# Leave-out-one Cross Validation

### November 2015
### Rohan Fernando, Emre Karaman, Hao Cheng and Dorian Garrick

* Training is based on leaving out observation $j$ from the training data, for $j=1,\ldots, n$ 
* Then, $y_j$ is predicted as $\hat{y}_j = \mathbf{x}_j'\hat{\beta}$, where $\hat{\beta}$ is the estimate of $\beta$ estimated from the data set where observation $j$ was left out. 
* Thus, cross validation by straightforward application of this approach, would require $n$ analyses with $n-1$ observations in each analysis. 
* Fortunately, when the marker effects model (MEM) is used, leave-one-out cross validation can be performed with little more effort than is required for a single analysis with $n$ observations by using a well-known strategy used in least-squares regression to compute the predicted residual sum of squares (PRESS) statistic.

· · · · ·

| Using the information |
a) In the leave-out-one cross validation notes, why would a straightforward application of the approach require n analyses with n−1 observations each?
b) Extend the leave-out-one cross validation notes, starting after their last sentence.

| Information shown |

· · · · ·

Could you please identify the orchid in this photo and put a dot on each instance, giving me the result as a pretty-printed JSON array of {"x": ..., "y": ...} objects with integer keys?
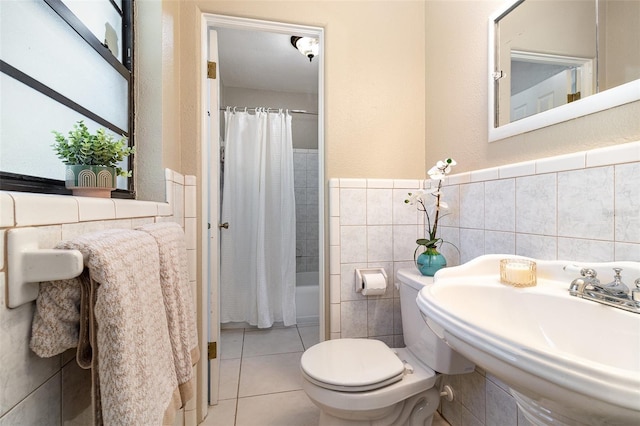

· · · · ·

| Per-task answers |
a) Each observation j, for j = 1 to n, is left out of the training data in turn. Its value is then predicted from the estimate of β obtained from the data without it. A direct application therefore needs a separate analysis for each of the n observations, and each analysis uses the remaining n−1 observations.

b)
* When $k>n$ the breeding value model (BVM) is more efficient because for this model the mixed model equations are of order $n\times n$. 
* We show below how leave-one-out cross validation can also be performed using either or the MEM and BVM with little more effort than is required for a single analysis with $n$ observations. Dan Gianola is also working on this problem, even for the Bayesian alphabet methods.

## Marker Effects Model
Use of the MEM is more efficient when $n>k$ because for this model the mixed model equations are of order $k\times k$. The MEM for G-BLUP can be written as

$$
        \mathbf{y}=\mathbf{X}\mathbf{\beta}+\mathbf{e},
$$

where $\mathbf{y}$ has been corrected for all effects other than $\mathbf{\beta}$, the marker effects, and $\mathbf{X}$ is the matrix of marker covariates. Often it is assumed that marker effects are identically and independetly distributed (iid) random variables with null means and variances $\sigma^2_\beta$. Thus, under the usual assumption that the resudual are iid with null means and variances $\sigma^2_e$, $\text{E}(\mathbf{y}) = \mathbf{0}$.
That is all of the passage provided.